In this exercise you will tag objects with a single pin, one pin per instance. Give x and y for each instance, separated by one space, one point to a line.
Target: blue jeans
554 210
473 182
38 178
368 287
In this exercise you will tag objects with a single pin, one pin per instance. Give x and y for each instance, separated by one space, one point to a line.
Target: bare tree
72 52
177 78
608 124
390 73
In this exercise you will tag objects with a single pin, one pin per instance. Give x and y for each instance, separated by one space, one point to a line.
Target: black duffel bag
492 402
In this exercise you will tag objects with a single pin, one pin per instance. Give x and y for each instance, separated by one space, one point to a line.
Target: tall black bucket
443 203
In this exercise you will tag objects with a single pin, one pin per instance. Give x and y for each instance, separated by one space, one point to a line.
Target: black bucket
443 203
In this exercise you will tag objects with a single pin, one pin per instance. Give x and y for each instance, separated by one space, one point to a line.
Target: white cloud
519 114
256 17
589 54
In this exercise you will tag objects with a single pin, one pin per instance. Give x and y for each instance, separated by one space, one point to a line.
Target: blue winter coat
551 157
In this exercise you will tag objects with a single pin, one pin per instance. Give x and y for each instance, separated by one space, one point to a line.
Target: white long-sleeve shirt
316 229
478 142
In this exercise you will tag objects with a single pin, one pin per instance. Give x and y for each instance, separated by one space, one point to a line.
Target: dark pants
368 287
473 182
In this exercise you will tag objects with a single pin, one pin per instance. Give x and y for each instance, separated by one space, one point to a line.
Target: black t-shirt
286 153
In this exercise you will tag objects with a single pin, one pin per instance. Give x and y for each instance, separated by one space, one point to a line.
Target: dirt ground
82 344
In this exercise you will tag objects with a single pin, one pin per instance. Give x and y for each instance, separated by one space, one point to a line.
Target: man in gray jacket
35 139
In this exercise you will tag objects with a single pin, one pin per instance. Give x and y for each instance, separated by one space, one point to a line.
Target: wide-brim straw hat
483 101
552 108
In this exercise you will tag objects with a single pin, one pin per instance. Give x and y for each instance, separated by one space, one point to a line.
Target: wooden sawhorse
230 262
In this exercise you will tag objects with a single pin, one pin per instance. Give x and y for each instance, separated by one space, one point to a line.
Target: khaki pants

» **Brief**: The only output should be the lines from the one containing "Target: blue winter coat" through the final line of the material above, copied exactly.

» **Task answer**:
Target: blue winter coat
551 157
In this exercise you will tag objects with a single pin, one pin per instance. Give x and y for each instance, separated by one space, one point to a line.
Target: white long-sleeve shirt
316 229
478 142
In this exercise you will tag objects with a single pin, one pin per instance. Give x and y for each instance, separated by one space, one point to a line.
Target: dark pants
368 287
473 182
In this exercise you will tag objects with a single pin, one pin per instance. Give x and y for each instance, separated by one space, one point to a line.
Target: black t-shirt
286 153
In this exercise you will tag objects with a single pin, one pin per instance. Give x and y for each instance, separated by one space, one point to a line.
Target: dirt ground
82 344
In this exercise you will tag objects with a single pin, one pin per instance. Give x and y for each instance, separated by one space, one point to a line.
Target: man in gray jacket
35 139
In this exercise you will tag objects with a single pin, one pin per instance. Give x and y for each instance, separated by one space, one point to a line.
Target: wide-brim straw hat
483 101
552 108
In this exercise you will tag objects with a single pin, one pin per instance. Give x and y for each instance, separated by one space, one point to a line.
Target: wooden sawhorse
230 262
In this exercise you will tag objects with a single pin, one pin per instance. Give x and y for each instance, separated by one space, one point to a line.
Target: khaki pants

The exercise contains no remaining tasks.